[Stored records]
________
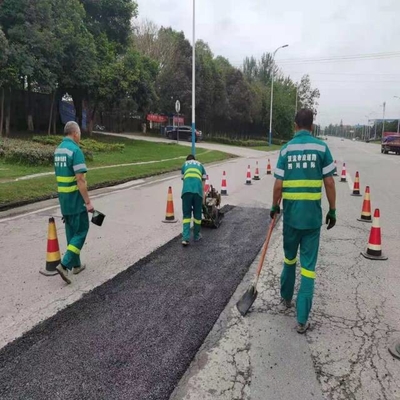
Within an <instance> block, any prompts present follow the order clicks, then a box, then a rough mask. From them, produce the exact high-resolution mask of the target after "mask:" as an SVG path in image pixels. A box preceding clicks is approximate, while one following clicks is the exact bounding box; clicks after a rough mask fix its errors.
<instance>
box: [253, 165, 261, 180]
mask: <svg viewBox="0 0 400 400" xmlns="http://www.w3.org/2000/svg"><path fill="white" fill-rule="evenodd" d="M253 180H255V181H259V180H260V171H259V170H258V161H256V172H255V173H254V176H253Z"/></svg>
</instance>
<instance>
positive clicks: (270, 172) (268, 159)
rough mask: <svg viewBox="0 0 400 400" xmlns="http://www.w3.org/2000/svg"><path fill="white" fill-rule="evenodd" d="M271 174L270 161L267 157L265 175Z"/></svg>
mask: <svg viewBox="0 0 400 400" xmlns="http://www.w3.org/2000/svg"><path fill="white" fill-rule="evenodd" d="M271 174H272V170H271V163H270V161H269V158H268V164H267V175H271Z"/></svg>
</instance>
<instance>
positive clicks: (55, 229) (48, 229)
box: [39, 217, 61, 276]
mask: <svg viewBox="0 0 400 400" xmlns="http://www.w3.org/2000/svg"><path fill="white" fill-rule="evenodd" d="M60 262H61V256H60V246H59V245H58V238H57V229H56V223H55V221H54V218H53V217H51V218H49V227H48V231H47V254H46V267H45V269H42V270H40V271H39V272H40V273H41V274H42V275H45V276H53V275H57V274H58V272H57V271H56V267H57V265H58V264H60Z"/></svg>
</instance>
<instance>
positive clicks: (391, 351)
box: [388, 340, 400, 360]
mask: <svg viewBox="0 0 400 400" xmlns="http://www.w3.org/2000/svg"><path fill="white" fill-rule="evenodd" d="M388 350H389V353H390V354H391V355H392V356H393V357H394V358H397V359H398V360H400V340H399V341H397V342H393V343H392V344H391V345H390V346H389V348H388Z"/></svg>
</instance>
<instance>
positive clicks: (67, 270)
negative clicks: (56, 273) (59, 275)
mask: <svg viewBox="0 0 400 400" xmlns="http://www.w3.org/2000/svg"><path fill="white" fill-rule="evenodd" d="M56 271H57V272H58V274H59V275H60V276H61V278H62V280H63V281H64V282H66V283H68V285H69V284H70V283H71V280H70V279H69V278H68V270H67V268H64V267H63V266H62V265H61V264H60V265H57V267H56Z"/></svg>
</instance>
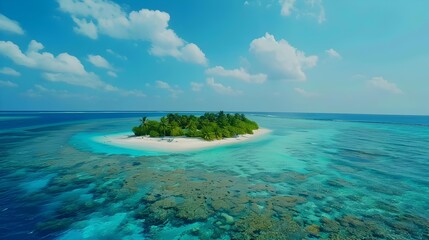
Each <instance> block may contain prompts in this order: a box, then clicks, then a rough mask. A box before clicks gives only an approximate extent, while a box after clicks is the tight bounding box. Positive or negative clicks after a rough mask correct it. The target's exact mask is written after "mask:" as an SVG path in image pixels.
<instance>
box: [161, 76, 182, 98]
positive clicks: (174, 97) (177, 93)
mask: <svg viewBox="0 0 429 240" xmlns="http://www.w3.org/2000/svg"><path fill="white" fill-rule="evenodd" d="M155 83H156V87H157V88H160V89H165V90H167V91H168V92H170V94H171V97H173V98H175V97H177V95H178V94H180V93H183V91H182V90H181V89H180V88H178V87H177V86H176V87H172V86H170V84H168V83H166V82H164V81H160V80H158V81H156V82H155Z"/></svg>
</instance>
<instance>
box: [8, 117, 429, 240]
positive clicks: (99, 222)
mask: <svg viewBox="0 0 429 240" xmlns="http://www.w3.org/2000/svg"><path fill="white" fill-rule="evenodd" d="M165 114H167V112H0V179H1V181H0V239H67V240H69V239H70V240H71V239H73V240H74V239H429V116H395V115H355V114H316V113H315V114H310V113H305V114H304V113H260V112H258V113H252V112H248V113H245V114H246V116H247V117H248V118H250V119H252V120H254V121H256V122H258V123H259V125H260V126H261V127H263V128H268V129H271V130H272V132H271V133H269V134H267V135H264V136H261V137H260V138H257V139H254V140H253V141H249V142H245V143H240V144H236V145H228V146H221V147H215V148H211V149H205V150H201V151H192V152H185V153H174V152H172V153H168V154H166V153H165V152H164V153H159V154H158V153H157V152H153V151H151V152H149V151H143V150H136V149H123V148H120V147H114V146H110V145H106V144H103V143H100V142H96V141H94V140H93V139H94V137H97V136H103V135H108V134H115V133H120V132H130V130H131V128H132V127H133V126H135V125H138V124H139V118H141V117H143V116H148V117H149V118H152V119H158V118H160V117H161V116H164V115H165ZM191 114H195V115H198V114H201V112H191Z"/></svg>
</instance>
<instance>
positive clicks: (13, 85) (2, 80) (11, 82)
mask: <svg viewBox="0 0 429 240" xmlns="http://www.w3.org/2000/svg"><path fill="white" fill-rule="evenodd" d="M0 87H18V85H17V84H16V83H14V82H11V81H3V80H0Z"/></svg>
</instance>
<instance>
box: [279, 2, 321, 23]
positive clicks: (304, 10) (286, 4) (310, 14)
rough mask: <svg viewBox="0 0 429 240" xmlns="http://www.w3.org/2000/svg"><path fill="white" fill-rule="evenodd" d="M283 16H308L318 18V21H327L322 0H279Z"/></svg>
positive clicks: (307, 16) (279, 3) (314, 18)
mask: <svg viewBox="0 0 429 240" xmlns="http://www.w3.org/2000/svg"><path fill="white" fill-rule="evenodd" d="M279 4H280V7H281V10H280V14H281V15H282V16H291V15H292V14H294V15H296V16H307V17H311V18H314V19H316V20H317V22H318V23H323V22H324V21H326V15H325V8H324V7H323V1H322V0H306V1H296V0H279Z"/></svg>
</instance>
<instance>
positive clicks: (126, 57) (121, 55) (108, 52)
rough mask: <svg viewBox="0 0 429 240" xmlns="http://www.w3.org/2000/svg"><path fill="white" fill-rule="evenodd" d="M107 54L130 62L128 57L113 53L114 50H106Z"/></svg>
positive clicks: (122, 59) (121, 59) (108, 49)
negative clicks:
________
# TASK STATEMENT
The entries are to be written out in full and exactly, apart from the pictures.

# WRITTEN RESPONSE
Within an <instance> block, any prompts present follow the order clicks, then a box, then a rough mask. From them, produce the exact high-resolution mask of the target after "mask:" as an SVG path in image pixels. A box preceding clicks is approximate, while one following clicks is the exact bounding box; clicks after a rough mask fix its errors.
<instance>
box: [253, 165, 261, 180]
mask: <svg viewBox="0 0 400 400" xmlns="http://www.w3.org/2000/svg"><path fill="white" fill-rule="evenodd" d="M253 180H255V181H259V180H260V171H259V170H258V161H256V172H255V173H254V176H253Z"/></svg>
</instance>
<instance>
positive clicks: (270, 172) (268, 159)
rough mask: <svg viewBox="0 0 400 400" xmlns="http://www.w3.org/2000/svg"><path fill="white" fill-rule="evenodd" d="M271 174L270 161L267 157L265 175Z"/></svg>
mask: <svg viewBox="0 0 400 400" xmlns="http://www.w3.org/2000/svg"><path fill="white" fill-rule="evenodd" d="M271 174H272V170H271V163H270V161H269V158H268V164H267V175H271Z"/></svg>
</instance>
<instance>
positive clicks: (55, 229) (48, 229)
box: [39, 217, 61, 276]
mask: <svg viewBox="0 0 400 400" xmlns="http://www.w3.org/2000/svg"><path fill="white" fill-rule="evenodd" d="M60 262H61V256H60V246H59V245H58V238H57V229H56V223H55V221H54V218H53V217H51V218H49V227H48V231H47V254H46V267H45V269H42V270H40V271H39V272H40V273H41V274H42V275H45V276H53V275H57V274H58V272H57V271H56V267H57V265H58V264H60Z"/></svg>
</instance>
<instance>
positive clicks: (391, 351)
box: [388, 340, 400, 360]
mask: <svg viewBox="0 0 400 400" xmlns="http://www.w3.org/2000/svg"><path fill="white" fill-rule="evenodd" d="M388 350H389V353H390V354H391V355H392V356H393V357H394V358H397V359H398V360H400V340H399V341H397V342H393V343H392V344H391V345H390V346H389V348H388Z"/></svg>
</instance>
<instance>
positive clicks: (67, 270)
negative clicks: (56, 273) (59, 275)
mask: <svg viewBox="0 0 400 400" xmlns="http://www.w3.org/2000/svg"><path fill="white" fill-rule="evenodd" d="M56 271H57V272H58V274H59V275H60V276H61V278H62V280H63V281H64V282H66V283H68V285H69V284H70V283H71V280H70V279H69V278H68V270H67V268H64V267H63V266H62V265H61V264H60V265H57V267H56Z"/></svg>
</instance>
Each <instance> block may contain prompts in this order: a box, then clicks, then a rough mask. A box before clicks gives only an approximate extent, while a box after clicks is the tight bounding box. Positive or negative clicks after a rough mask correct it. The target's exact mask is written after "mask:" as an SVG path in image pixels.
<instance>
box: [161, 76, 182, 98]
positive clicks: (174, 97) (177, 93)
mask: <svg viewBox="0 0 429 240" xmlns="http://www.w3.org/2000/svg"><path fill="white" fill-rule="evenodd" d="M155 83H156V87H157V88H160V89H165V90H167V91H168V92H170V94H171V97H173V98H175V97H177V95H178V94H180V93H183V91H182V90H181V89H180V88H178V87H177V86H176V87H172V86H170V84H168V83H166V82H164V81H160V80H158V81H156V82H155Z"/></svg>
</instance>
<instance>
box: [8, 117, 429, 240]
positive clicks: (99, 222)
mask: <svg viewBox="0 0 429 240" xmlns="http://www.w3.org/2000/svg"><path fill="white" fill-rule="evenodd" d="M165 114H167V112H0V179H1V181H0V239H67V240H69V239H70V240H71V239H73V240H74V239H429V116H395V115H355V114H316V113H315V114H310V113H305V114H304V113H260V112H258V113H252V112H248V113H245V114H246V116H247V117H248V118H250V119H252V120H254V121H256V122H258V123H259V125H260V126H261V127H263V128H268V129H271V130H272V132H271V133H269V134H267V135H264V136H261V137H260V138H257V139H254V140H253V141H249V142H245V143H240V144H236V145H228V146H221V147H215V148H211V149H205V150H201V151H192V152H185V153H174V152H172V153H168V154H166V153H165V152H164V153H159V154H158V153H157V152H153V151H151V152H149V151H143V150H136V149H123V148H120V147H114V146H110V145H106V144H103V143H100V142H96V141H94V140H93V139H94V137H97V136H103V135H108V134H115V133H120V132H130V130H131V128H132V127H133V126H135V125H138V124H139V118H141V117H143V116H148V117H149V118H152V119H158V118H160V117H161V116H164V115H165ZM191 114H195V115H198V114H201V112H191Z"/></svg>
</instance>
<instance>
positive clicks: (13, 85) (2, 80) (11, 82)
mask: <svg viewBox="0 0 429 240" xmlns="http://www.w3.org/2000/svg"><path fill="white" fill-rule="evenodd" d="M0 87H18V85H17V84H16V83H14V82H11V81H3V80H0Z"/></svg>
</instance>
<instance>
box: [279, 2, 321, 23]
positive clicks: (304, 10) (286, 4) (310, 14)
rough mask: <svg viewBox="0 0 429 240" xmlns="http://www.w3.org/2000/svg"><path fill="white" fill-rule="evenodd" d="M283 16H308L318 18V21H327L322 0H279Z"/></svg>
positive clicks: (307, 16) (279, 3) (314, 18)
mask: <svg viewBox="0 0 429 240" xmlns="http://www.w3.org/2000/svg"><path fill="white" fill-rule="evenodd" d="M279 4H280V7H281V10H280V14H281V15H282V16H291V15H292V14H294V15H296V16H307V17H311V18H314V19H316V20H317V22H318V23H323V22H324V21H326V15H325V8H324V7H323V1H322V0H306V1H296V0H279Z"/></svg>
</instance>
<instance>
positive clicks: (126, 57) (121, 55) (108, 52)
rough mask: <svg viewBox="0 0 429 240" xmlns="http://www.w3.org/2000/svg"><path fill="white" fill-rule="evenodd" d="M107 54L130 62L128 57L113 53L114 50H106Z"/></svg>
positive clicks: (122, 59) (121, 59) (108, 49)
negative clicks:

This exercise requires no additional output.